■ **EXERCISE DIRECTIONS**: Look below for the line holding "Which region of this scan contains the sunset" and the line holding "Which region of this scan contains the pink cloud?". Repeat those two and everything between, exactly.

START DATA

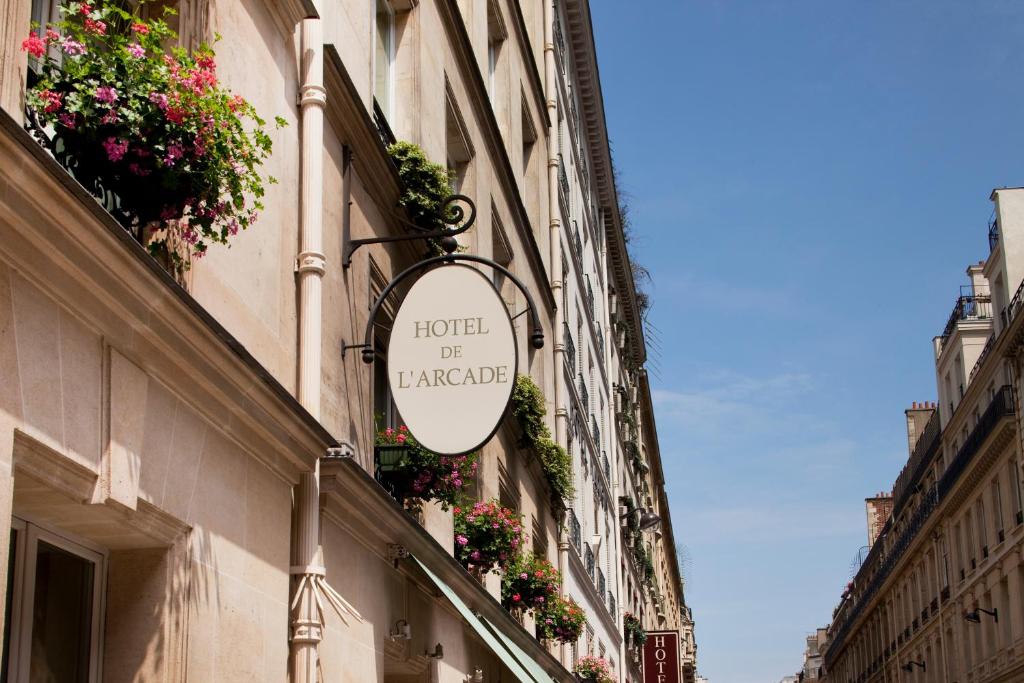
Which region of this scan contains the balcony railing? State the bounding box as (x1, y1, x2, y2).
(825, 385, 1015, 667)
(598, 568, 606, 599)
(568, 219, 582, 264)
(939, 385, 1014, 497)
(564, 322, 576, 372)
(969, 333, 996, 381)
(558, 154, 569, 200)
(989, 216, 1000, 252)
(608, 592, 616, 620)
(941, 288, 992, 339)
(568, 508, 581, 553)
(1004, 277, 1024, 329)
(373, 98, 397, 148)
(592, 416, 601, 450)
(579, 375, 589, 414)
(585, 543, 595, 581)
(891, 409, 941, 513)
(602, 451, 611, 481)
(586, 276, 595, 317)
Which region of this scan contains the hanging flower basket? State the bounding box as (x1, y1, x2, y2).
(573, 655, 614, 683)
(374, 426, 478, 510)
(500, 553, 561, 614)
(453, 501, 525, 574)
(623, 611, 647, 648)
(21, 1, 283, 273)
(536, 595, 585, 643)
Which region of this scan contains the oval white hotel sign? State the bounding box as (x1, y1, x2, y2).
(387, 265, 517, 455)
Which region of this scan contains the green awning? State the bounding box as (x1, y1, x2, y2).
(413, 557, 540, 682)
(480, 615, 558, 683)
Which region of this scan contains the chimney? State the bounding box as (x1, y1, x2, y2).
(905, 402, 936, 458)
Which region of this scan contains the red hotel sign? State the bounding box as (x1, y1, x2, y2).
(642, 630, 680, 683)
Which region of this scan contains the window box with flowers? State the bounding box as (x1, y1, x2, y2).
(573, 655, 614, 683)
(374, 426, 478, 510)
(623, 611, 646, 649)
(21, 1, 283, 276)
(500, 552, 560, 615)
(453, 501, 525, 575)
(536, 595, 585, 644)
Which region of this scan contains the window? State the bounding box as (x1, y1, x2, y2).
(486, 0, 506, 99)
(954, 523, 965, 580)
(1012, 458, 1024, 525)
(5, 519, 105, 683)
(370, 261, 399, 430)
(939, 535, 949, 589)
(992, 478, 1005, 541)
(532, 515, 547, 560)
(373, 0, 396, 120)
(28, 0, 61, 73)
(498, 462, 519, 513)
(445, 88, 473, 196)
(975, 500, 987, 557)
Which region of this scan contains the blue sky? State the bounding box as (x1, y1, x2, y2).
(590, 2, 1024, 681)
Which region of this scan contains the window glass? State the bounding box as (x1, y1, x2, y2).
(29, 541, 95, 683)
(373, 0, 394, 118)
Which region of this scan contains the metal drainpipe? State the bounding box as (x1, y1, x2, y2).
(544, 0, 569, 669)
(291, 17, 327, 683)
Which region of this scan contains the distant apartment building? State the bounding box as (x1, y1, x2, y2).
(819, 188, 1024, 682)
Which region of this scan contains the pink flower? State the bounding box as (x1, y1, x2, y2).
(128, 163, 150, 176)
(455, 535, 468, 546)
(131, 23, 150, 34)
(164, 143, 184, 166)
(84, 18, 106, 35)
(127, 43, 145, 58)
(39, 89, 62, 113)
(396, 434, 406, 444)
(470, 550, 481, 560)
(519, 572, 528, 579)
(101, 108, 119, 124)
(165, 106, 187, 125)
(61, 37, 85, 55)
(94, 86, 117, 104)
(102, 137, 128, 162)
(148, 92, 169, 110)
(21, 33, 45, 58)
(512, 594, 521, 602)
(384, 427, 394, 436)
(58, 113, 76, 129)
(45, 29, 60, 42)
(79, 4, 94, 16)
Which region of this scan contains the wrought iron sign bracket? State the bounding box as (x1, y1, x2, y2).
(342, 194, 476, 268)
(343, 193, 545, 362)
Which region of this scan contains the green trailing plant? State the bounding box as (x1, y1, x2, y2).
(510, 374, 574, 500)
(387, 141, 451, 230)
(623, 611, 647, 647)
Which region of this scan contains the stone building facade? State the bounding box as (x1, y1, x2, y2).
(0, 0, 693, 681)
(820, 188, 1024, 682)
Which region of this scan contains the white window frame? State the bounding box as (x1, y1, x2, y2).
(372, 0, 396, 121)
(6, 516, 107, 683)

END DATA
START DATA

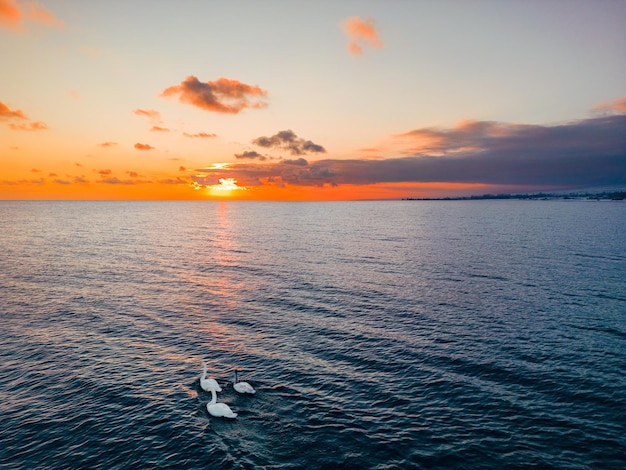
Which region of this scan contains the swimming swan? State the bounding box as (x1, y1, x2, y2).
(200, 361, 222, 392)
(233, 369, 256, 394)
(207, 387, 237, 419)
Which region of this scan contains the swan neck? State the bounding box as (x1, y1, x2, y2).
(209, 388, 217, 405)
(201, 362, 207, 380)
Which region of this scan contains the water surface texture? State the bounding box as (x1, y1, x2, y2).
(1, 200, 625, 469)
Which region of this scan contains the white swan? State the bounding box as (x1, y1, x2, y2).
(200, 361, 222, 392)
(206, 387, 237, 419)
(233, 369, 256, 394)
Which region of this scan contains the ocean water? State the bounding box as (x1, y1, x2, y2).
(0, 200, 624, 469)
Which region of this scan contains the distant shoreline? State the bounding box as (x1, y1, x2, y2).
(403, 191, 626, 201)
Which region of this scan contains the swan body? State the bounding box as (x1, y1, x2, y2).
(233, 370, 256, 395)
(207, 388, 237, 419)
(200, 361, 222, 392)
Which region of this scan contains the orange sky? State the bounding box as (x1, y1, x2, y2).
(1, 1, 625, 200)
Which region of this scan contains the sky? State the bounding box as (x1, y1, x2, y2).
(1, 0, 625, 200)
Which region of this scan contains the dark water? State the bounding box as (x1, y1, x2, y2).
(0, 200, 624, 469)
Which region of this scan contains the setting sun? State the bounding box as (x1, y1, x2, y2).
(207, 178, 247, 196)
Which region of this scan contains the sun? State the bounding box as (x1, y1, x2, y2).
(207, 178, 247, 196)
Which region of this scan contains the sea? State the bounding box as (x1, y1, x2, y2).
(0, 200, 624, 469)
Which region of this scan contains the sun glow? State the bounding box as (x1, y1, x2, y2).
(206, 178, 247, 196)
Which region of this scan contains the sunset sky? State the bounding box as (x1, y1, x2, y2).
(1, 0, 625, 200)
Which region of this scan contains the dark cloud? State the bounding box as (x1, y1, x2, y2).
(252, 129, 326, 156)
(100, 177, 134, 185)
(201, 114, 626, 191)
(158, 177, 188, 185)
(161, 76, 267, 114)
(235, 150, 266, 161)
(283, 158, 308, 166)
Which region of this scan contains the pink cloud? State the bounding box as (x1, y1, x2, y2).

END DATA

■ **EXERCISE ANSWER**:
Which region of this scan contains the sunset sky? State the bounding box as (x1, y1, x2, y2).
(1, 0, 625, 200)
Which region of this scan contains the dark cloud? State the bounding box as (x1, y1, x2, y2).
(252, 129, 326, 156)
(100, 177, 134, 185)
(201, 114, 626, 191)
(158, 177, 188, 185)
(161, 76, 267, 114)
(235, 150, 266, 161)
(283, 158, 308, 166)
Which region of this scan contains the pink cloud? State the bounding box as (x1, y1, x2, y2).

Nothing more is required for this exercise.